____ GIVEN TEXT

An example for streaming mode:

from lmdeploy import pipeline, GenerationConfig, TurbomindEngineConfig

backend_config = TurbomindEngineConfig(tp=2)
gen_config = GenerationConfig(top_p=0.8,
                              top_k=40,
                              temperature=0.8,
                              max_new_tokens=1024)
pipe = pipeline('internlm/internlm2-chat-7b',
                backend_config=backend_config)
prompts = [[{
    'role': 'user',
    'content': 'Hi, pls intro yourself'
}], [{
    'role': 'user',
    'content': 'Shanghai is'
}]]
for item in pipe.stream_infer(prompts, gen_config=gen_config):
    print(item)

Below is an example for pytorch backend. Please install triton first.

pip install triton>=2.1.0

from lmdeploy import pipeline, GenerationConfig, PytorchEngineConfig

backend_config = PytorchEngineConfig(session_len=2048)

________

REQUIREMENT. Rewrite the streaming-mode code starting with "backend_config = TurbomindEngineConfig(tp=2)" and going on through "max_new_tokens=1024)", with "max_new_tokens" replaced by "max_output_tokens".

____ DATA

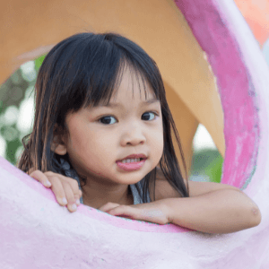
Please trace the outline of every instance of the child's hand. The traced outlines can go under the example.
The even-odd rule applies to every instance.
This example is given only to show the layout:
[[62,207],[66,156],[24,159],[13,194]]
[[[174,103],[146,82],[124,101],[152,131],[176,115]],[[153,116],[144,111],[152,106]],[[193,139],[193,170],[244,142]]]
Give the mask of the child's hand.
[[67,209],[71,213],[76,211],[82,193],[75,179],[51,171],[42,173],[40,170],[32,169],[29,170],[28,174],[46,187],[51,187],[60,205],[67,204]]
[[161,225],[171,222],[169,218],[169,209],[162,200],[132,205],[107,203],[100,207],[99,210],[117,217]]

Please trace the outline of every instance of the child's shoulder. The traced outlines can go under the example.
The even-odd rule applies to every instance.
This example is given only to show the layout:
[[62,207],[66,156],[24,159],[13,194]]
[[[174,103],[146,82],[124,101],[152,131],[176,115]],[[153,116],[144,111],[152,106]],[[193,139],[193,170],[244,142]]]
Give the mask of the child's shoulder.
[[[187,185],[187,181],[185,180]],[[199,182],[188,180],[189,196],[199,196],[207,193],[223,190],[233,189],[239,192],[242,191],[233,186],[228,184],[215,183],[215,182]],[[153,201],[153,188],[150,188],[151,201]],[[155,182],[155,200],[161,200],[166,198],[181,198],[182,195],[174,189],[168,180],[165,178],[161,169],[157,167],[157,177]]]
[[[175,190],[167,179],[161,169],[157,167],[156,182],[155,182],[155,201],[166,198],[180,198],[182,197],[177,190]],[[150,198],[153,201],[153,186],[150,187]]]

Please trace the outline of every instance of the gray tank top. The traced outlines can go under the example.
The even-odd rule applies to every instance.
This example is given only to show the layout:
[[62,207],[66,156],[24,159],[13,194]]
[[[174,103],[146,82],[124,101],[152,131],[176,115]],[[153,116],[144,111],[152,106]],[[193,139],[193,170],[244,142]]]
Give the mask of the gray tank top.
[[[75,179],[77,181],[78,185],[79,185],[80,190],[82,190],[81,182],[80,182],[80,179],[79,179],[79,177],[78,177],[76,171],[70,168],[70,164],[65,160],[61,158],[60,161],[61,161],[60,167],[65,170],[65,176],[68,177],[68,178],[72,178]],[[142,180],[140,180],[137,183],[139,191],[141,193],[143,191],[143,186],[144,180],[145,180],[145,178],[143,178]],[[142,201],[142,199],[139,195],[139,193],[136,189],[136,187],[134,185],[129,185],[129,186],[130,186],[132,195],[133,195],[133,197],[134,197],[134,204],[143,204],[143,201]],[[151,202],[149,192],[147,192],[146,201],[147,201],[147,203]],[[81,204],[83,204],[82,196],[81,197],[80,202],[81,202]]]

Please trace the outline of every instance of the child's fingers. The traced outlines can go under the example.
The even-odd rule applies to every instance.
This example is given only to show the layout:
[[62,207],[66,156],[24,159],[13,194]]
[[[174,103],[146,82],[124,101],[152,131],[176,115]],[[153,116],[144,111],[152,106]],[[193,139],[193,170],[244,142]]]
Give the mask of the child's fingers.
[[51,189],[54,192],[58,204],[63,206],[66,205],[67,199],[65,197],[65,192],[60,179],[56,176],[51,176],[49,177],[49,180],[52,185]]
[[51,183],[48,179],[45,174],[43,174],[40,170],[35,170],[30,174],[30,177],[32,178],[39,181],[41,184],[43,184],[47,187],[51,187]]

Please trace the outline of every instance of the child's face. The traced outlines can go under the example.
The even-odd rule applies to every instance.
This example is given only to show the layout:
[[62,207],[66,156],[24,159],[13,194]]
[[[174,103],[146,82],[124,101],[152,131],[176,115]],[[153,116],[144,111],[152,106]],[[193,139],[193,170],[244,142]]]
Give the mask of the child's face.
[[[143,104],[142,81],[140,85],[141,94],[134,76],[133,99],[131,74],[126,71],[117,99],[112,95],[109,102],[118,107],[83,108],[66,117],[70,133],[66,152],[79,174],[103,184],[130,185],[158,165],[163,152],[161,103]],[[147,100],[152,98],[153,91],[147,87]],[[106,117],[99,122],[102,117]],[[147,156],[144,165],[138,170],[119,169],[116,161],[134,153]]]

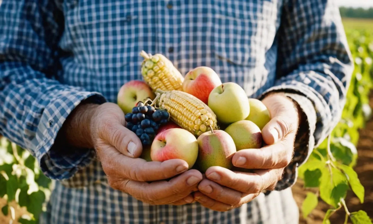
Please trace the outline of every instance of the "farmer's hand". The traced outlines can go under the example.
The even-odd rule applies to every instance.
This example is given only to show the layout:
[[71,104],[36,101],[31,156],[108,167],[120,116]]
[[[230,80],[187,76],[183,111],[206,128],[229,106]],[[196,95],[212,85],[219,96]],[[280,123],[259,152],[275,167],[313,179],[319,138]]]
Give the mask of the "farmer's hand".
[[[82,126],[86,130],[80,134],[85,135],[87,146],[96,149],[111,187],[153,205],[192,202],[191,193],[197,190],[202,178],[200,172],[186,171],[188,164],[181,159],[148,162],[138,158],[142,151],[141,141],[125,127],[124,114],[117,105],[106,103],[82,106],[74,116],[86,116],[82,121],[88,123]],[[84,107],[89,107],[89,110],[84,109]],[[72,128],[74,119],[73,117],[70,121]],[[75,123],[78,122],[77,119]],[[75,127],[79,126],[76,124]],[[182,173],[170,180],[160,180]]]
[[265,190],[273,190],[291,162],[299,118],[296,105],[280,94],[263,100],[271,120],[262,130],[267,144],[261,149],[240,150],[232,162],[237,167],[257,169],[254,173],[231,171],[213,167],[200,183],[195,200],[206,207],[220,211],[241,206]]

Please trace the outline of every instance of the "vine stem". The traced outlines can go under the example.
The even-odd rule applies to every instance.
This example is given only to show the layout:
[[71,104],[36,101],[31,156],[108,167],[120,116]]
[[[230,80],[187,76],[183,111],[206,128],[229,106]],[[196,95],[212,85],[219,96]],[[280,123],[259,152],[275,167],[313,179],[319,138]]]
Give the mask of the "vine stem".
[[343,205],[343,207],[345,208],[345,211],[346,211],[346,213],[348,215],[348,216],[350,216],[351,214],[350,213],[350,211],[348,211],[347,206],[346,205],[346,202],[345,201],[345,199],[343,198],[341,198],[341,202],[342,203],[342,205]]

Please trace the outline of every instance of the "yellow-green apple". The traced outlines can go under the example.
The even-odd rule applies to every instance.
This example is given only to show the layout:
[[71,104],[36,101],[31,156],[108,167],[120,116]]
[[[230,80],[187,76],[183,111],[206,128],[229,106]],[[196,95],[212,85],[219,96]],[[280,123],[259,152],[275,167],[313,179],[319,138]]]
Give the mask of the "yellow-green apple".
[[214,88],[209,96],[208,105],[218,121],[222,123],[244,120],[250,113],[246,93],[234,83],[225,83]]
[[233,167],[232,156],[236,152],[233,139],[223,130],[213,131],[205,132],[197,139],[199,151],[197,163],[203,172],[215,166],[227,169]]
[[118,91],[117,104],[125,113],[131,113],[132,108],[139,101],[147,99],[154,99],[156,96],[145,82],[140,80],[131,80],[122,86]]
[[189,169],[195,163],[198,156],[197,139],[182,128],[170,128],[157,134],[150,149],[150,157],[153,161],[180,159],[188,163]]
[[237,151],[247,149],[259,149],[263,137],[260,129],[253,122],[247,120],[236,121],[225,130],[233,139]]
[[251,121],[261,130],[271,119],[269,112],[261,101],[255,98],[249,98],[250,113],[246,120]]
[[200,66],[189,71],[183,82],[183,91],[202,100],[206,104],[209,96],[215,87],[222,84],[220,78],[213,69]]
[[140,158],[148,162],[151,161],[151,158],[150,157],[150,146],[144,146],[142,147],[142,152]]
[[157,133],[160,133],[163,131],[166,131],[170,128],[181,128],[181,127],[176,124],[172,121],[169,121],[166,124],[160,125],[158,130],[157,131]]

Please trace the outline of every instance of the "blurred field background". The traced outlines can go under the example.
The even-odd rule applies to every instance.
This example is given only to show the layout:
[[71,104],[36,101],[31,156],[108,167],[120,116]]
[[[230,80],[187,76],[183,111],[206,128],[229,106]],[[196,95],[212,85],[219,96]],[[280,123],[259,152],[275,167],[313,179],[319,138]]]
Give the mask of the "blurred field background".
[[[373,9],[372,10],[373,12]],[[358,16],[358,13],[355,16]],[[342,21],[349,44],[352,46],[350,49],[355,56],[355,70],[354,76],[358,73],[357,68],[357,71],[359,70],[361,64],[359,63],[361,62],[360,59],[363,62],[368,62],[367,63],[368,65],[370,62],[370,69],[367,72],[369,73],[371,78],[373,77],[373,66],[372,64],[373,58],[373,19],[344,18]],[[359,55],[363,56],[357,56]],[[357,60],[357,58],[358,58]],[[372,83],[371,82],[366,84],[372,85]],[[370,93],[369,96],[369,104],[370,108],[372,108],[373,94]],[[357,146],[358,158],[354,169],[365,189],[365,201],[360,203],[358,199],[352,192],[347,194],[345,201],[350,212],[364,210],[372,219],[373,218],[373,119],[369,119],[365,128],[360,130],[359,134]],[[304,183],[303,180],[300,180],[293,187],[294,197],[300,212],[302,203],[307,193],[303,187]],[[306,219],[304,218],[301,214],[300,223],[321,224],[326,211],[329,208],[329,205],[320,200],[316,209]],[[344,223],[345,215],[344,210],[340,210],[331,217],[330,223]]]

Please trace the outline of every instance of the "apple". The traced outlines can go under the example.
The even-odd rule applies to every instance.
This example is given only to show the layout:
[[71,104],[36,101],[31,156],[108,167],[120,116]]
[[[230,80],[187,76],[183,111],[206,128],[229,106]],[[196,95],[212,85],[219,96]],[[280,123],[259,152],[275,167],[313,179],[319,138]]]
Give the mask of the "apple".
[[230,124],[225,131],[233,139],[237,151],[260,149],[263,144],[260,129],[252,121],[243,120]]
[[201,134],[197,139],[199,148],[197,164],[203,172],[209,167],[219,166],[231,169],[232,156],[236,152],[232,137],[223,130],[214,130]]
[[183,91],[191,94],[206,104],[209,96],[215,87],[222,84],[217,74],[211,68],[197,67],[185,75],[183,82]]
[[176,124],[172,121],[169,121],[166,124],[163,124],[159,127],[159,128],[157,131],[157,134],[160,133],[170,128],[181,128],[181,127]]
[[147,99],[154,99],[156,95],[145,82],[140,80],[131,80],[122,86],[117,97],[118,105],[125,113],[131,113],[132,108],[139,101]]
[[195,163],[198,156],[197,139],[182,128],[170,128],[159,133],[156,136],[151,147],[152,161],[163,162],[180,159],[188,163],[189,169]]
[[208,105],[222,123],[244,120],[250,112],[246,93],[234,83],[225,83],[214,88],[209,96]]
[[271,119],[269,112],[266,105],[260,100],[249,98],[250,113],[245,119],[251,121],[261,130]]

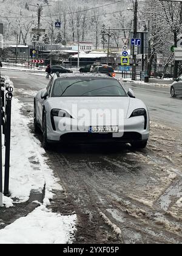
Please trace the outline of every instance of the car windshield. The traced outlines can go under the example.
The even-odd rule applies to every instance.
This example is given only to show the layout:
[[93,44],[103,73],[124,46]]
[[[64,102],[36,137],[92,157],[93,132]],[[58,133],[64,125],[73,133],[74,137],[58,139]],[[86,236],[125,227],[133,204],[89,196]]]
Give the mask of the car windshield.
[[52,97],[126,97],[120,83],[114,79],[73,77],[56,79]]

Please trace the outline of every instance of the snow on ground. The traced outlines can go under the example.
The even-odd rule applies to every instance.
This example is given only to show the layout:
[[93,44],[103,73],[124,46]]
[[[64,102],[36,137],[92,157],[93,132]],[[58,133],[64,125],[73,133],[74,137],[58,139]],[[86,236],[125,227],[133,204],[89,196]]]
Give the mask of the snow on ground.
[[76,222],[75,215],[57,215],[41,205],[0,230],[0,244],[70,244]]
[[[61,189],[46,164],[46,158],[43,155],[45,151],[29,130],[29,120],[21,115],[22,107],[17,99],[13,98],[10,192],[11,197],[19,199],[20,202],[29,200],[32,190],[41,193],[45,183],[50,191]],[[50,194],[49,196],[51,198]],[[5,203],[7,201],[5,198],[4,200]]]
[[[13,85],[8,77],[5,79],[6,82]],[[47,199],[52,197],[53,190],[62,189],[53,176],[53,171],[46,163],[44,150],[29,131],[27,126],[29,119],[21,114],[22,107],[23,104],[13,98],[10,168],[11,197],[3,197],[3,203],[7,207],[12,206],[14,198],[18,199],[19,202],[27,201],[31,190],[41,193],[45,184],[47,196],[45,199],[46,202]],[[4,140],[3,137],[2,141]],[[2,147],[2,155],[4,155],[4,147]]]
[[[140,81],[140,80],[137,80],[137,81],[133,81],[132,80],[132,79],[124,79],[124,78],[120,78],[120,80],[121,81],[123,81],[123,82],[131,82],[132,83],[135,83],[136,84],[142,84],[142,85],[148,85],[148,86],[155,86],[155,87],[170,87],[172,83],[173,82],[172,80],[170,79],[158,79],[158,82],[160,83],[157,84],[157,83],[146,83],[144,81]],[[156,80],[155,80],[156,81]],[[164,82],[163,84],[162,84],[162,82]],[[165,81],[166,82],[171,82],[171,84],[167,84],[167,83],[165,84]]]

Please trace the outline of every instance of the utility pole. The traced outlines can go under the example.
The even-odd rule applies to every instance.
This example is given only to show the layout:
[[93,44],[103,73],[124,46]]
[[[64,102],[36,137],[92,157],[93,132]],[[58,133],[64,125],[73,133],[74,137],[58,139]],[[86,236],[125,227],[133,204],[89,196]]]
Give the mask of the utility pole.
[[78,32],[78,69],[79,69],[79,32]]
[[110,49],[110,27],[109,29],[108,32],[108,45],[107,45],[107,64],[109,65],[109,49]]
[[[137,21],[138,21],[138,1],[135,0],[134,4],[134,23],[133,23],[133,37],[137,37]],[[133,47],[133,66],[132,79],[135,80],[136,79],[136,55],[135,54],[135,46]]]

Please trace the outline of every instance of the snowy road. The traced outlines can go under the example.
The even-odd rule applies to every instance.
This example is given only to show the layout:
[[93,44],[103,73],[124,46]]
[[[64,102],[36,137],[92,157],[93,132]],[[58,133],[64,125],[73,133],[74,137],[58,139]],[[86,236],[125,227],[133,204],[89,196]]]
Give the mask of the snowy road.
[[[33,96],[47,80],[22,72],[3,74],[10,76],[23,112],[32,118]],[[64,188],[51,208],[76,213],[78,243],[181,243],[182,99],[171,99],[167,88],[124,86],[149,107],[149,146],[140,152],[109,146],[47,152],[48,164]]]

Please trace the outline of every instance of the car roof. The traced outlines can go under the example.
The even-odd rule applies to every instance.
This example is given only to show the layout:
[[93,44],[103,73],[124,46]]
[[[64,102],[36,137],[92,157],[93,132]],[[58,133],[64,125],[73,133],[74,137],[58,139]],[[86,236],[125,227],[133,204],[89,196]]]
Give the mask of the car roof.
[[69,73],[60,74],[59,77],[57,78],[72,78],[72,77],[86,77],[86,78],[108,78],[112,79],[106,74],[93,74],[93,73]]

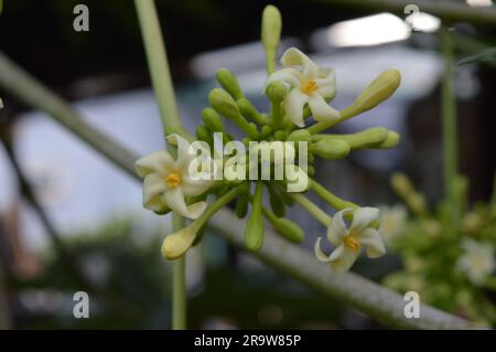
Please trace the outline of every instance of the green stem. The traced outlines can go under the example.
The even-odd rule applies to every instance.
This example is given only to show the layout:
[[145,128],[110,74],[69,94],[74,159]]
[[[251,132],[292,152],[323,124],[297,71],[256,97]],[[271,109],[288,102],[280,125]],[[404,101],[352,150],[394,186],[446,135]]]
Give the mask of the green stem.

________

RIGHT ANSWER.
backend_config = TurbomindEngineConfig(tp=2)
gen_config = GenerationConfig(top_p=0.8,
                              top_k=40,
                              temperature=0.8,
                              max_output_tokens=1024)